List of tasks —
A. In the excerpt on exercise and motivation, rewrite the paragraph beginning "If you don't exercise frequently" more briefly, keeping its main facts.
B. The excerpt on exercise and motivation describes changes in the body as you exercise more. List each of them.
C. From the excerpt on exercise and motivation, copy everything from "On top of that, if" down to "a vicious cycle." word for word.

Excerpt —
▼

Whenever you’re starting to lose your motivation, just pop back to this list to find the energy to grab your trainers and go.

1. Exercising can help you sleep better
You know how well you sleep when you’ve had an active day? You wake up the next morning feeling refreshed and ready to take on the day.
If you exercise regularly, then you could sleep like that every night. Aerobic exercise can help you regulate your circadian rhythms, which means your sleep is far better quality.
On top of that, if you’re sleeping well then you’ll have more energy to exercise during the day, and will tend to eat less sugary and fatty foods, so it’s the opposite of a vicious cycle.

2. Exercise charges your batteries
Sleeping well can mean your energy levels are higher, but regular exercise in itself can send your energy levels through the roof.
If you don’t exercise frequently, then even the smallest amount of physical exertion can wipe you out. But the more you do, the more you can do, as your muscles strengthen, your endurance improves and your heart can pump more oxygen around your body.

▲

Source information —
▼

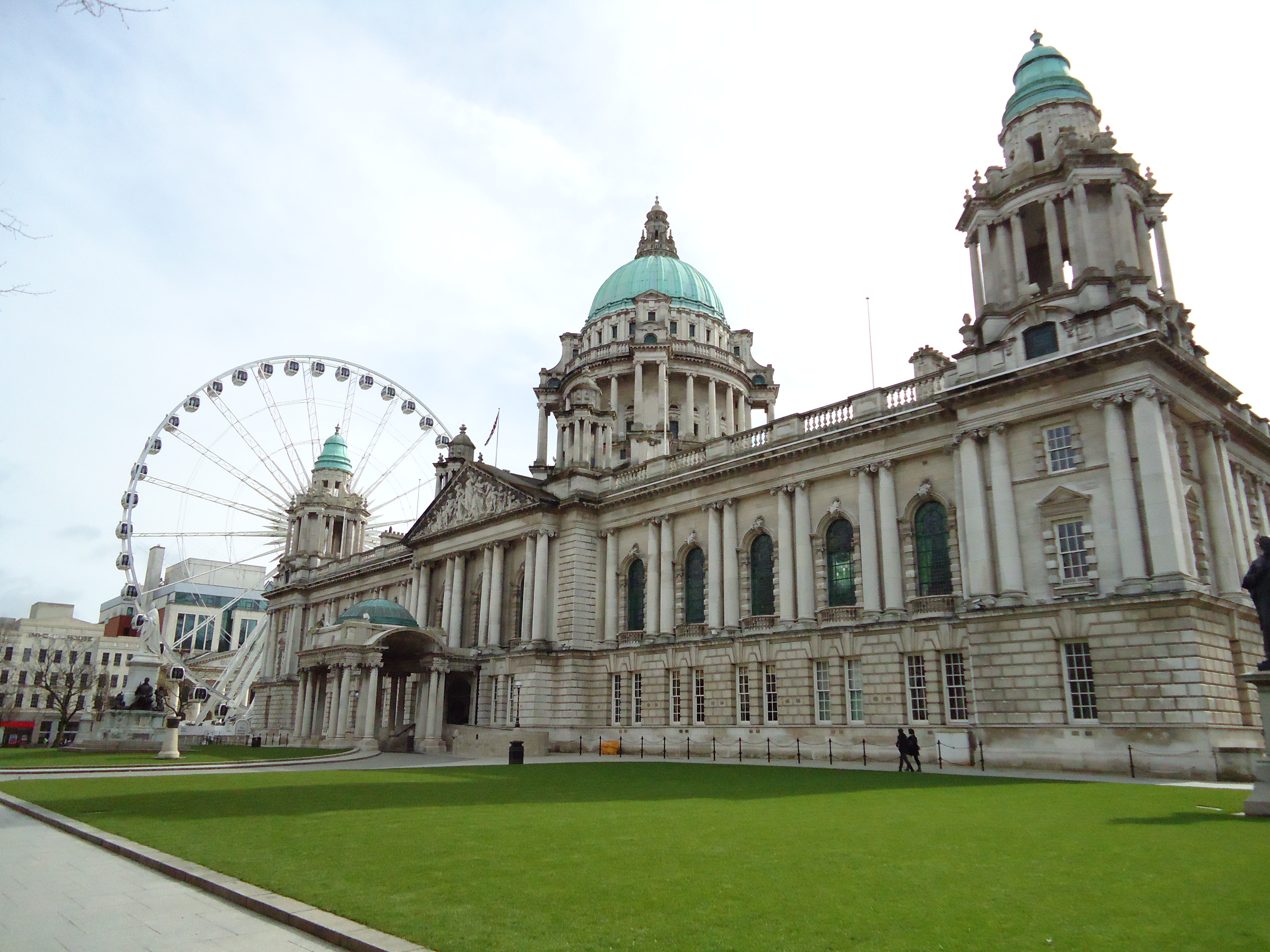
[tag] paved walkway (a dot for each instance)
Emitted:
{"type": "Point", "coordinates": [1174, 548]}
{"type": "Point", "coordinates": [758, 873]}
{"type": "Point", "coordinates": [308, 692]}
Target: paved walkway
{"type": "Point", "coordinates": [60, 894]}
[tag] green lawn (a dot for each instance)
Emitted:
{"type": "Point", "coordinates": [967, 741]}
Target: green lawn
{"type": "Point", "coordinates": [13, 760]}
{"type": "Point", "coordinates": [652, 856]}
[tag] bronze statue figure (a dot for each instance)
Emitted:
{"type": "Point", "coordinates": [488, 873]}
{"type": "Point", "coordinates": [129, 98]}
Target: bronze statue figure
{"type": "Point", "coordinates": [1258, 583]}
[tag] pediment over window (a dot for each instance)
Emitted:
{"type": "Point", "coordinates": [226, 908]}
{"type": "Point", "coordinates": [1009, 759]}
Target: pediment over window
{"type": "Point", "coordinates": [1065, 501]}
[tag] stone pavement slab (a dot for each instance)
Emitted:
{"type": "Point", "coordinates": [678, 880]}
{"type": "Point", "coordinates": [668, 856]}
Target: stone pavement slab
{"type": "Point", "coordinates": [60, 894]}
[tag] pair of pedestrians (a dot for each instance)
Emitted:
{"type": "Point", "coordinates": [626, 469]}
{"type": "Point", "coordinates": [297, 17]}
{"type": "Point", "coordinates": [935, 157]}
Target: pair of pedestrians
{"type": "Point", "coordinates": [908, 747]}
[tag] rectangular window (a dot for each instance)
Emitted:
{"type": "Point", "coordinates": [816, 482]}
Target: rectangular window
{"type": "Point", "coordinates": [1071, 549]}
{"type": "Point", "coordinates": [855, 691]}
{"type": "Point", "coordinates": [823, 714]}
{"type": "Point", "coordinates": [770, 693]}
{"type": "Point", "coordinates": [954, 687]}
{"type": "Point", "coordinates": [1060, 450]}
{"type": "Point", "coordinates": [1080, 681]}
{"type": "Point", "coordinates": [916, 666]}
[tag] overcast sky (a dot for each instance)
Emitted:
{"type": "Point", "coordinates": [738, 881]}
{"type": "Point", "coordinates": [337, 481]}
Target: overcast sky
{"type": "Point", "coordinates": [437, 190]}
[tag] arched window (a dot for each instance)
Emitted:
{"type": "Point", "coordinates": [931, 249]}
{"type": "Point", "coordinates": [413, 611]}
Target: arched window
{"type": "Point", "coordinates": [840, 548]}
{"type": "Point", "coordinates": [934, 569]}
{"type": "Point", "coordinates": [763, 597]}
{"type": "Point", "coordinates": [695, 588]}
{"type": "Point", "coordinates": [636, 597]}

▲

Answers —
A. People who rarely exercise can be worn out by even slight exertion. The more you exercise, though, the more you can do, because your muscles get stronger, your endurance improves and your heart pumps more oxygen around your body.

B.
- Your muscles strengthen.
- Your endurance improves.
- Your heart can pump more oxygen around your body.

C.
On top of that, if you’re sleeping well then you’ll have more energy to exercise during the day, and will tend to eat less sugary and fatty foods, so it’s the opposite of a vicious cycle.